**RECORDS FOR THE EXERCISE:**
%%
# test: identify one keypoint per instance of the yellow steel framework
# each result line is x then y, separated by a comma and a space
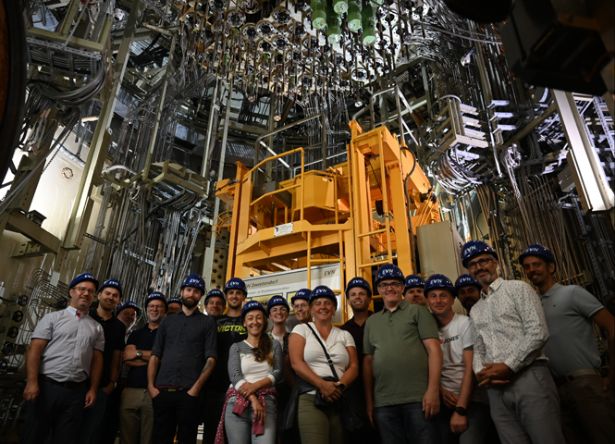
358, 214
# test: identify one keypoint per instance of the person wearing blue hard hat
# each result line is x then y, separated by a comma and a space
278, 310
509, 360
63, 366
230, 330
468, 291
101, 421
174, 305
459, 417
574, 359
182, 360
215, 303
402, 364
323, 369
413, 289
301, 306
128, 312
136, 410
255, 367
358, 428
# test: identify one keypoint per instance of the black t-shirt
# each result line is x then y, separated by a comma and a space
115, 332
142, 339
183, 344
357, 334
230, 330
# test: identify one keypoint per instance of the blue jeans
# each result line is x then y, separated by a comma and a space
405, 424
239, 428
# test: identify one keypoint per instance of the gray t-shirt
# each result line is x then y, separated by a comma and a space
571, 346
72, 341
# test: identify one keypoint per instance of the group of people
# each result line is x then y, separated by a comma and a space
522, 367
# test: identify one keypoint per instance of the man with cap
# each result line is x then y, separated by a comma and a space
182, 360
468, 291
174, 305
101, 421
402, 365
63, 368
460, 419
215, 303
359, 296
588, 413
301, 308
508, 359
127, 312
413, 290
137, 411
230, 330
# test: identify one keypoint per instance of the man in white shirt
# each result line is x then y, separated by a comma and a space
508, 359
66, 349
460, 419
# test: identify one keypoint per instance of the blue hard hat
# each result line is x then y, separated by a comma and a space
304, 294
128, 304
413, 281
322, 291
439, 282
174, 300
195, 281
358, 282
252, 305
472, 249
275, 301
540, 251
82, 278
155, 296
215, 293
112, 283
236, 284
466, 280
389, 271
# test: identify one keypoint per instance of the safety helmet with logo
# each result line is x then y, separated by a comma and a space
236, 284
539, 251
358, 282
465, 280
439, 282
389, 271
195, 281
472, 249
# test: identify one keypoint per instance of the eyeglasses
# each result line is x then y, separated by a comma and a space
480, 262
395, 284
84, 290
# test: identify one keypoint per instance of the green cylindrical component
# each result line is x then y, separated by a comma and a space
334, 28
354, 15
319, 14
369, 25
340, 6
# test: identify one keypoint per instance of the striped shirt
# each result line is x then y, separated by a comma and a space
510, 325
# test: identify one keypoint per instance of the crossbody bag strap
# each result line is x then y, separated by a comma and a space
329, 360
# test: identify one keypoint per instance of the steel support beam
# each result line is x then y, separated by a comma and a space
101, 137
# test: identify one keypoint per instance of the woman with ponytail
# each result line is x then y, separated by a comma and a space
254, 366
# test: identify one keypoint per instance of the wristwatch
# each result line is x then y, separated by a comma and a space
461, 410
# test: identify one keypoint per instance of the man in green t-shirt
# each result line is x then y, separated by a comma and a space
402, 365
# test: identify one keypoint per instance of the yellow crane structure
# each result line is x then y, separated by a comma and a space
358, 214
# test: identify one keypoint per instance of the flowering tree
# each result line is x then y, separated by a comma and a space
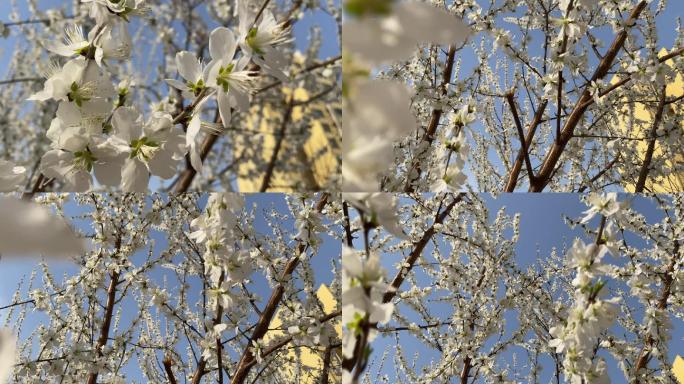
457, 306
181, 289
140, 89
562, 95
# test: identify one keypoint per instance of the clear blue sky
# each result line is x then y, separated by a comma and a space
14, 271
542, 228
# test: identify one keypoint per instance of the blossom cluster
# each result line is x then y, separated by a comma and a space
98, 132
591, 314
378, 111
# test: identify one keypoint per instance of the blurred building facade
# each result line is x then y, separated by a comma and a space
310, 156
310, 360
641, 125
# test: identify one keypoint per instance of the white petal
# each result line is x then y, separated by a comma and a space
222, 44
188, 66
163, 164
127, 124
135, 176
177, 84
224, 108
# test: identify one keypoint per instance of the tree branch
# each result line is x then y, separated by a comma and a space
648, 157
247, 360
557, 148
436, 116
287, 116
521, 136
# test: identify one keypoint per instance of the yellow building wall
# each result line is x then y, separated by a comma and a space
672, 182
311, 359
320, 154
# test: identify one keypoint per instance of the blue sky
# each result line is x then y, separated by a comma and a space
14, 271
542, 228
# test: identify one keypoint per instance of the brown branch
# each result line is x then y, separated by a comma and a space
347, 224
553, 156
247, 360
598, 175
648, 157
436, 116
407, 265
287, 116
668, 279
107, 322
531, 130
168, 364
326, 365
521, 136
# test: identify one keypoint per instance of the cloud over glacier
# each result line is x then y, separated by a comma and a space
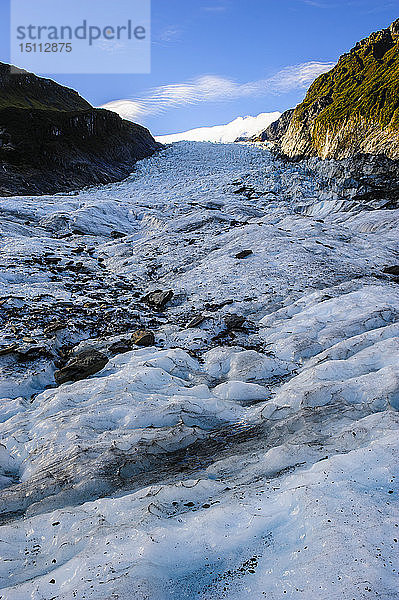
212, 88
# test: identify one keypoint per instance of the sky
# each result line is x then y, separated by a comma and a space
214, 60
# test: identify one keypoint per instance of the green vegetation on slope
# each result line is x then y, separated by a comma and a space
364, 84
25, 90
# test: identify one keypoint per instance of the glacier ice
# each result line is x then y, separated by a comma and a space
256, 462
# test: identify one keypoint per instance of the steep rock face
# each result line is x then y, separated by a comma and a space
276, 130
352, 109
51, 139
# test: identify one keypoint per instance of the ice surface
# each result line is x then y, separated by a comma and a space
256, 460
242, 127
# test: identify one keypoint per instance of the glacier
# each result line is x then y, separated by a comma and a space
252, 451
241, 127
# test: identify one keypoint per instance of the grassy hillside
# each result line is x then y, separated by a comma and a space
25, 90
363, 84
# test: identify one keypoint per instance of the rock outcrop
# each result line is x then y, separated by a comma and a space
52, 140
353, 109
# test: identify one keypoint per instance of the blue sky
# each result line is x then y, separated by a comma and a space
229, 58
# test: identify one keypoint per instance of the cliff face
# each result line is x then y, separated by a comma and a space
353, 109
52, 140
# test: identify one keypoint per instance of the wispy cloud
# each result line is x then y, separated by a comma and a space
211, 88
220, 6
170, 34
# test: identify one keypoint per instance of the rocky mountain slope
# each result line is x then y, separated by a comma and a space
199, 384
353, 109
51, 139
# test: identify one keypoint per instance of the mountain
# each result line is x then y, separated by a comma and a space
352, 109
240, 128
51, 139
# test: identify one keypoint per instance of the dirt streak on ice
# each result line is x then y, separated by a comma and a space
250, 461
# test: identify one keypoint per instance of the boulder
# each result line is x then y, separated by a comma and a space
%%
**YOUR INSTRUCTIONS:**
Reproduce the material in its entirety and word for word, without the pictures.

**SOLVED EXERCISE:**
# test: identify one keypoint per instance of the yellow steel framework
# each result line is x then y, separated by a comma and a space
358, 214
# test: identify one keypoint per instance of the person wearing blue hard hat
# each result line is x then y, separated by a comma and a space
278, 310
509, 360
63, 366
230, 330
468, 291
101, 421
174, 305
459, 417
574, 359
182, 360
215, 303
402, 364
323, 369
413, 289
301, 306
128, 312
136, 410
255, 367
358, 428
# test: identify one keypoint per instance of the black t-shirt
# each result line is x then y, separated by a comma and a space
115, 332
142, 339
183, 344
357, 334
230, 330
# test: identify one keypoint per instance of the blue jeans
# each result line is x then y, separated by a comma and a space
405, 424
239, 428
# test: identify one keypoint per instance of the gray t-shirt
# each result line is x then y, separated by a comma and a space
571, 346
72, 341
# test: identify one keypoint per instance of the group of people
# each result line is x then y, separated by a comma and a space
522, 367
# test: identify one keypoint per instance of the man with cap
# each result line is x then y, separated by a comma and a space
182, 360
468, 291
174, 305
101, 421
402, 365
63, 368
460, 419
215, 303
359, 296
588, 413
301, 308
508, 359
127, 312
413, 290
137, 411
230, 330
# test: identify one keypoint per instance of the man in white shirt
# each result line is x then y, separated by a comma and a space
508, 359
66, 349
460, 419
# test: identify one keypoint per instance of the blue hard hat
# each result line is x then y, separated by a comma and a space
304, 294
128, 304
413, 281
322, 291
439, 282
174, 300
195, 281
358, 282
252, 305
472, 249
275, 301
540, 251
82, 278
155, 296
215, 293
112, 283
236, 284
466, 280
389, 271
# test: identify one keypoint per instance of the safety helmet with logo
# each result line is x then y, separated by a comma and a space
236, 284
539, 251
358, 282
465, 280
439, 282
389, 271
195, 281
472, 249
# test: identify one keypoint per instance of the eyeglasses
# each result line is x then y, separated by a comma and a space
480, 262
395, 284
84, 290
# test: identify one keypoint per instance of the green cylindrical component
# each result line is x then y, separated by a comma and a space
334, 28
354, 15
319, 14
369, 25
340, 6
# test: identify one keypoint per instance of the striped shirt
# each result line is x then y, separated by a comma and a space
510, 325
# test: identify one keypoint per instance of the crossbody bag strap
# each result line is x then y, separated by a comma and a space
329, 360
# test: identify one keypoint per instance of the steel support beam
# each result line is x then y, separated by a comma and a space
101, 137
# test: identify one keypoint per instance of the woman with ponytail
# each result line is x then y, separated by a comma and a space
254, 366
# test: identify one keypoint per instance of the wristwatch
# each result line is x then y, separated by a comma and a space
461, 410
# test: identify one keypoint per instance of the man in green t-shirt
# each result line is x then y, separated by a comma and a space
402, 365
# test: identify one keypoint per instance of the yellow crane structure
# each result line is x then y, separated by a comma and a space
358, 214
# test: identify one keypoint per instance of the flowering tree
# each result line is x then y, separated by a comma and a space
457, 306
181, 289
140, 89
562, 95
# test: identify one keypoint per instance of the clear blue sky
# each result line is x then y, separated by a comma and a space
14, 271
542, 228
# test: identify one keypoint per instance of the blossom cluster
# each result line is x then y, separated by a comma and a space
98, 132
591, 314
378, 111
# test: identify one keypoint per instance of the blurred building facade
# each result line is x then y, separated by a comma and a space
310, 156
310, 360
641, 125
# test: identify one keypoint per instance of the white petal
# each result line is x then y, separated by a comma and a space
222, 44
188, 66
163, 164
127, 124
135, 176
177, 84
224, 108
# test: identify one keypoint per instance of the tree branch
# each result line is x then y, separated by a comma and a space
648, 157
247, 360
557, 148
436, 116
287, 116
521, 136
# test: identify one keypoint per instance of the yellow building wall
# each result line is x then y, separated by a comma and a space
672, 182
311, 359
320, 154
# test: identify one keypoint per instance of the blue sky
# each result line is x then y, separated by a comma and a space
14, 271
542, 228
# test: identify one keypoint per instance of the brown branch
# each result line is x then y, separated by a comma and a space
347, 224
553, 156
247, 360
598, 175
648, 157
436, 116
407, 265
287, 116
668, 279
107, 322
531, 130
168, 364
326, 365
521, 136
# test: identify one keypoint per instance of the cloud over glacier
# each result line is x then y, separated by a comma and a space
212, 88
# test: identify one keypoint per instance of the sky
# each result line is x then y, separated by a comma and a space
214, 60
# test: identify one keypoint per instance of the green vegetation on slope
# each result line is x then y, separated by a comma and a space
364, 84
25, 90
# test: identify one keypoint per instance of the glacier ice
# each result line is x then y, separated by a comma and a space
256, 462
# test: identify one keypoint per instance of the steep rock face
# each result line is x then y, separated by a comma and a space
276, 130
352, 109
51, 139
# test: identify one keypoint per instance of the ice surface
# each result line is x then y, separated by a comma and a space
256, 460
242, 127
# test: identify one keypoint per instance of the glacier
# each result line is x then y, separated by a comma and a space
252, 451
241, 127
# test: identify one keypoint per instance of the grassy hillside
# each result line is x then y, separated by a comma and a space
25, 90
363, 84
# test: identify one keypoint per instance of the rock outcrop
# each result line is x then y, separated by a comma and a space
52, 140
353, 109
# test: identify one keypoint per instance of the blue sky
# each result line is x then y, separated by a comma and a space
229, 58
# test: identify one keypoint per instance of the cliff face
# each result line is x then y, separated by a comma and a space
353, 109
52, 140
# test: identify one keypoint per instance of the wispy cloud
# each result line is x then y, separated by a comma and a space
211, 88
220, 6
170, 34
# test: identify one keypoint per instance of the rocky mountain slope
# each result line is x then y, separated by a comma and a space
199, 384
353, 109
51, 139
# test: identify one keypoint per instance of the mountain
# each result line is x then y, separated by a comma and a space
352, 109
240, 128
51, 139
# test: identify one keypoint per instance of the dirt streak on ice
# each result line is x then y, separated by a comma and a space
250, 461
# test: identify one keypoint per instance of the boulder
# each result line is x then y, separated by a comma and a space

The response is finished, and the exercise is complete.